[AIM]:
Rewrite the lines below with "only four comma-separated integers" in place of every "just four integers with commas", leaving everything else unchanged.

· · · · · · ·

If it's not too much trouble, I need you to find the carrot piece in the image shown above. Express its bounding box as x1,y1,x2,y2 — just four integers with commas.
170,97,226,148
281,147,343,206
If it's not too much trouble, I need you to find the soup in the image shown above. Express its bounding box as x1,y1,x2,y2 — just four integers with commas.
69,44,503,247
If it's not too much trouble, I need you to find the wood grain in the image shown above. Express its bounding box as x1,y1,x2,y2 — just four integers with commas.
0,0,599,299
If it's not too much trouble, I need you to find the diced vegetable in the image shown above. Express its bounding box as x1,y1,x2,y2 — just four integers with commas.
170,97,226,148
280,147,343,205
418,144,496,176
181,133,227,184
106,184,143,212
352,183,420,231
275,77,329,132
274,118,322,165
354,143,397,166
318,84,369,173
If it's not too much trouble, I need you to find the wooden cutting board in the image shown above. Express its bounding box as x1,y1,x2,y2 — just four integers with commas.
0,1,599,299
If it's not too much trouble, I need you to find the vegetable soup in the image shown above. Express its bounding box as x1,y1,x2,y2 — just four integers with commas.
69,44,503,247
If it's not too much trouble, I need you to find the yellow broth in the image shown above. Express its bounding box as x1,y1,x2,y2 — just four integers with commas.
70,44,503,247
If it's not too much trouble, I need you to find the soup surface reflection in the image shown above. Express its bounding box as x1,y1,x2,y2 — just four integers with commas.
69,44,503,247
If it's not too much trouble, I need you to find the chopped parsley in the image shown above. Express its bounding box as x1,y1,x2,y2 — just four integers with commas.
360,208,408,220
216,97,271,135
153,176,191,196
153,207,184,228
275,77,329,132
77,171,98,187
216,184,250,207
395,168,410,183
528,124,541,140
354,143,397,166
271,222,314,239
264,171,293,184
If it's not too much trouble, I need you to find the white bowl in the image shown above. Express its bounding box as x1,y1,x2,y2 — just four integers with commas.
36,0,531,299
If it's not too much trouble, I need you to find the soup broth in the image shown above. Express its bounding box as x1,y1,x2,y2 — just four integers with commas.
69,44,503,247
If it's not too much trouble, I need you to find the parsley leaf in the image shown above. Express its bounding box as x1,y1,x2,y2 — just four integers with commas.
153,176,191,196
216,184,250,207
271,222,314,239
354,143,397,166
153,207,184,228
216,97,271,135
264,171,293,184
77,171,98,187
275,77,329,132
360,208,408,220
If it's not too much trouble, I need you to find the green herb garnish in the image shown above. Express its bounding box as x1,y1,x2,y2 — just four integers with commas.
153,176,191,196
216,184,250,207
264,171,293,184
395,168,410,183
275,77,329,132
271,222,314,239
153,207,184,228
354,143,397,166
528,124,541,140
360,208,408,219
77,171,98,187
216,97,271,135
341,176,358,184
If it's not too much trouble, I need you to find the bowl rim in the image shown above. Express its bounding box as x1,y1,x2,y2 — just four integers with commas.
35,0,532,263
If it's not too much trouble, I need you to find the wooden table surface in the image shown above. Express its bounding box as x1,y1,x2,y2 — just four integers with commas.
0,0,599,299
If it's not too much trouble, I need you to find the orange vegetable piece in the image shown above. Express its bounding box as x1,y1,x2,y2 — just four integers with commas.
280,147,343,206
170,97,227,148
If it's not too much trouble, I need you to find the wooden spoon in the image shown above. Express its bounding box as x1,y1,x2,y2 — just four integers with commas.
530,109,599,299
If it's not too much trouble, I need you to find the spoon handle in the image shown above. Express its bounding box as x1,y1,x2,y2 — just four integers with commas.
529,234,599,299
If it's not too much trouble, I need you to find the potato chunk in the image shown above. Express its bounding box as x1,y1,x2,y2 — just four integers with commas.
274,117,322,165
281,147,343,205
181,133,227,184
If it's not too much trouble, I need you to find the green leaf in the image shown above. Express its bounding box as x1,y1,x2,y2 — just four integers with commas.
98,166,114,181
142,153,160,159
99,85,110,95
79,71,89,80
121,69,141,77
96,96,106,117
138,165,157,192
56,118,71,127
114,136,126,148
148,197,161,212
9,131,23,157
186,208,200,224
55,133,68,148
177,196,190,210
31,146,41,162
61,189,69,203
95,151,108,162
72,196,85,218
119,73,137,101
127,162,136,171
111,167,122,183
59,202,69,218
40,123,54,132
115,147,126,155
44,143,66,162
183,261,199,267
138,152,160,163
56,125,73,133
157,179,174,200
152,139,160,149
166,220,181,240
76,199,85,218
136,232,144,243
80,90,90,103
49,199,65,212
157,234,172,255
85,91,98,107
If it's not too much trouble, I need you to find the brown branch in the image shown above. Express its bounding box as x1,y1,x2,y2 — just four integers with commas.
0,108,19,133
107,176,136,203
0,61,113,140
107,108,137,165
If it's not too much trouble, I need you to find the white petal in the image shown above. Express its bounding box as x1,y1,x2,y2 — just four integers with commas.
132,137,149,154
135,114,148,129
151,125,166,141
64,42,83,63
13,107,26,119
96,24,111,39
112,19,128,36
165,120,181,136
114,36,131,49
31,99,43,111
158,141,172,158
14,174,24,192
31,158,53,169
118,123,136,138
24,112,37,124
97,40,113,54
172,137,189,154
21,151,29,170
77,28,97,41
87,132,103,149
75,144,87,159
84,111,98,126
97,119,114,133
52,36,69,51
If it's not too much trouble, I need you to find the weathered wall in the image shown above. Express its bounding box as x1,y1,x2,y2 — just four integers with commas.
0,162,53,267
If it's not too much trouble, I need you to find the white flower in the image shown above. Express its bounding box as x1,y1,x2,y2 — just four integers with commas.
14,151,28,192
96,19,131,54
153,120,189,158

· · · · · · ·

[COMPLETE ANSWER]:
If it's not too much trouble, I need you to find the carrot piece in the image shown above. Express its bounding box as x1,y1,x2,y2 — only four comma-separated integers.
170,97,226,148
281,147,343,206
If it's not too much trouble, I need you to find the soup in the image shown above. Express its bounding box as x1,y1,x2,y2 — only four comma-separated integers.
69,44,503,247
If it's not too much trouble, I need you to find the wood grain in the image shown above. Express its bounding box as x1,y1,x2,y2 — only four comma-separated integers.
0,0,599,299
If it's not too much trouble, I need you to find the diced vegetable in the image shown above. Express its bounding box as x1,y1,x2,y2 — only four comma-separated integers.
170,97,226,148
280,147,343,205
418,144,496,176
181,133,227,184
106,184,143,212
352,183,420,231
275,77,329,132
274,118,322,165
354,143,397,166
318,84,369,173
If it's not too much trouble, I need you to find the wooden cutting board in the image shown above. Express its bounding box as x1,y1,x2,y2 — only four comma-separated integers.
0,1,599,299
If it's not too much trouble, I need you to find the vegetable soup in the image shown above. Express its bounding box as x1,y1,x2,y2 — only four comma-separated integers.
69,44,503,247
If it's not too much trouble, I need you to find the yellow broth in the image shown above. Express its bounding box as x1,y1,x2,y2 — only four comma-separated integers.
70,44,503,247
If it's not too much trouble, I need you to find the soup surface reflection in the image shown above. Express its bounding box as x1,y1,x2,y2 — only four comma-separated integers.
69,44,503,247
If it's not too much trouble, I need you to find the chopped parsley in the image shown above. Express its bounding box as x1,y1,x2,y2 — only four comma-separated integers.
360,208,408,220
216,97,271,135
153,176,191,196
153,207,184,228
275,77,329,132
77,171,98,187
216,184,250,207
395,168,410,183
528,124,541,140
354,143,397,166
271,222,314,239
264,171,293,184
If it's not too much trouble, I need you to find the white bowl in the image shown above. Express its bounding box as x1,y1,x2,y2 — only four comma-separated integers.
36,0,531,299
If it's not too much trouble, I need you to find the soup broth in the image shown above. Express its bounding box as x1,y1,x2,y2 — only four comma-separated integers.
69,44,503,247
If it's not too much trouble, I need you to find the parsley leaf in the image shown above. Express its bounding box as x1,y1,x2,y2 — only four comma-separated integers.
153,176,191,196
216,184,250,207
271,222,314,239
354,143,397,166
153,207,184,228
216,97,271,135
264,171,293,184
77,171,98,187
275,77,329,132
360,208,408,220
If it's not too much trouble, I need you to find the green herb garnish in the image shown above. Express its bounding box as x1,y1,x2,y2 — only four comma-separated integers.
153,176,191,196
216,184,250,207
264,171,293,184
395,168,410,183
275,77,329,132
271,222,314,239
153,207,184,228
354,143,397,166
528,124,541,140
360,208,408,219
77,171,98,187
216,97,271,135
341,176,358,184
If it's not too much trouble, I need you to find the bowl rim in the image shown above. Express its bounding box as x1,y1,x2,y2 — only four comma-separated integers.
35,0,532,263
If it's not too much trouble, I need you to find the wooden table surface in the image shown above. Express its bounding box as x1,y1,x2,y2 — only four comma-separated integers.
0,0,599,299
If it's not too much trouble, I need you to find the orange vegetable piece in the image shown above. Express its bounding box as x1,y1,x2,y2 — only four comma-separated integers.
280,147,343,206
170,97,227,148
If it's not too much trouble, I need you to find the wooden spoon in the image shown above. Express its bounding box as x1,y1,x2,y2 — only four comma-separated integers.
530,109,599,299
If it's not too much trouble, I need you to find the spoon handle in the image shown above. Express its bounding box as x1,y1,x2,y2 — only four comma-separated integers.
529,234,599,299
If it's not too much trouble, I need you to find the potato chunk in the image shown above. Express its bounding box as x1,y1,x2,y2 — only four comma-separated integers.
274,117,322,165
281,147,343,205
181,133,227,184
If it's not too much trouble, I need you to find the green leaf in the image shown above. Express its bounding box as x1,y1,x2,y2 — only four comma-separated integers.
98,166,114,181
142,153,160,159
99,85,110,95
79,71,89,80
121,69,141,77
96,96,106,117
138,165,157,192
56,118,71,127
114,136,126,148
148,197,161,212
9,131,23,157
186,208,200,224
55,133,68,148
177,196,190,210
31,146,41,162
61,189,69,203
95,151,108,162
72,196,85,218
119,73,137,101
127,162,136,171
111,167,122,183
59,202,69,218
40,123,54,132
115,147,126,155
44,143,66,162
183,261,199,267
138,152,160,163
56,125,73,133
157,179,174,200
152,139,160,149
166,220,181,240
76,199,85,218
136,232,144,243
80,90,90,103
49,199,65,212
157,234,172,255
85,91,98,107
If it's not too much trouble, I need you to find the brown branch in the image shown above. Express its bounding box as x1,y1,x2,y2 — only four comma-separated integers.
0,108,19,133
107,176,136,203
0,61,113,140
107,108,137,165
If it's not too much trouble, I need you to find the white petal in the image shown above. Express its bounding box as x1,y1,x2,y2 — only four comma-separated integers.
132,137,149,154
135,114,148,129
151,125,166,141
64,42,83,63
13,107,26,119
96,24,111,39
112,19,128,36
165,120,181,136
114,36,131,49
31,99,43,111
158,141,172,158
14,174,24,192
31,158,53,169
118,123,136,138
24,112,37,124
97,40,113,54
172,137,189,154
21,151,29,170
77,28,97,41
87,132,103,149
75,144,87,159
84,111,98,126
97,119,114,133
52,36,69,51
If it's not too much trouble, I need you to find the weathered wall in the image shown above. Express its bounding box as x1,y1,x2,y2 — only four comma-separated integers.
0,162,53,267
If it's not too much trouble, I need you to find the white flower in the image shown above. Express its bounding box as x1,y1,x2,y2 — only four comma-separated integers.
14,151,28,192
96,19,131,54
153,120,189,158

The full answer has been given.